*PROBLEM REQUIREMENTS*: Can you extend the biographical profile of the former Gibraltar housing minister below, starting after its final line?

*TEXT FOR ANALYSIS*:

((

Minister for Housing, Youth, Sport & Industrial Relations
- In office 2011–2023

Shadow Minister for Education, Culture, Sport, Youth, Civic Rights & Media and Broadcasting
- In office 2000–2011

Personal details
- Born: Gibraltar
- Party: GSLP (1989-1992) LPG (since 1992)
- Other political affiliations: GSLP-Liberal Alliance (since 2000)
- Children: 3
- Alma mater: Bayside Comprehensive School Leeds Trinity University College University of Wolverhampton University of the West of England Middle Temple Inns of Court
- Occupation: Teacher (1988-2000) Barrister (since 2010) Politician (2000-2023)

))

*RECORDED DATA*:

((

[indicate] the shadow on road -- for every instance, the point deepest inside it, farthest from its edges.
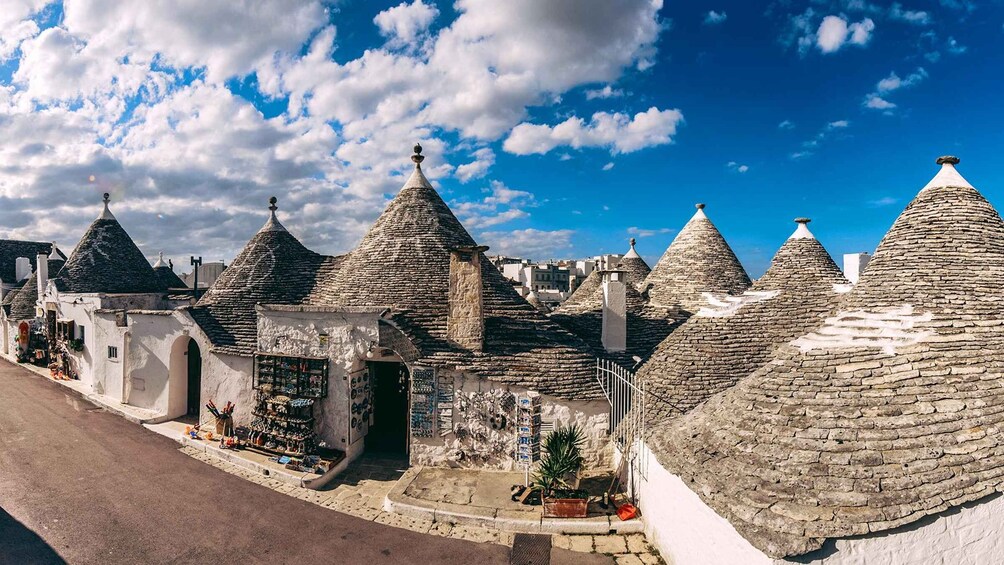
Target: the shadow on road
(21, 545)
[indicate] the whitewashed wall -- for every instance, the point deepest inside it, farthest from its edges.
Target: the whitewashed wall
(349, 335)
(688, 532)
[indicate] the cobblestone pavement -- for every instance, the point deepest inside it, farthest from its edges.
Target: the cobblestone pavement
(361, 489)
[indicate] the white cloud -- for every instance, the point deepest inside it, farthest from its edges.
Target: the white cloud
(918, 17)
(645, 233)
(405, 22)
(890, 84)
(604, 92)
(874, 101)
(834, 32)
(106, 93)
(502, 205)
(617, 131)
(529, 242)
(715, 18)
(484, 159)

))

*TASK OUTPUT*:
- Portfolio: Minister for Housing, Employment, Youth & Sport
- Website: Steven Linares at the Government of Gibraltar website

= Steven Linares =

Gibraltarian former teacher, barrister and former politician

The Hon. Steven Ernest Linares is a Gibraltarian teacher, trade unionist, barrister and former politician affiliated to the Liberal Party of Gibraltar (LPG). He was an MP at the Gibraltar Parliament and as of December 2011 formed part of the Government of Gibraltar as Minister for Sport, Culture, Heritage, Youth, Utilities, Refuse Collection, Fire Service, Civil Contingencies and Postal Services. Since June 2021, Linares was the Minister for Housing, Employment, Youth and Sport. On 19 September 2023, it was announced that he would not stand for re-election, ending his 23 year career as MP and 12 years as Minister. He has been replaced as the third Gibraltar Liberal Party (and one of 10 GSLP/Libs coalition) candidate by Leslie Bruzon, whom he became his election agent at the fiercely contested but successful elections.

== Biography ==
Linares was one of the first admitted to the Bayside Comprehensive School, along with Peter Montegriffo, Gilbert Licudi and Dominique Searle. He worked in several positions (Barclays Bank, Retco. etc.) before, at the age of 23, enrolling at Leeds Trinity University College where he received his B.Ed. (Hons.) in 1987. In 1988 he taught at St Joseph's Middle School and then for twelve years at the Bishop Fitzgerald Middle School before being elected to Parliament in the 2000 general elections.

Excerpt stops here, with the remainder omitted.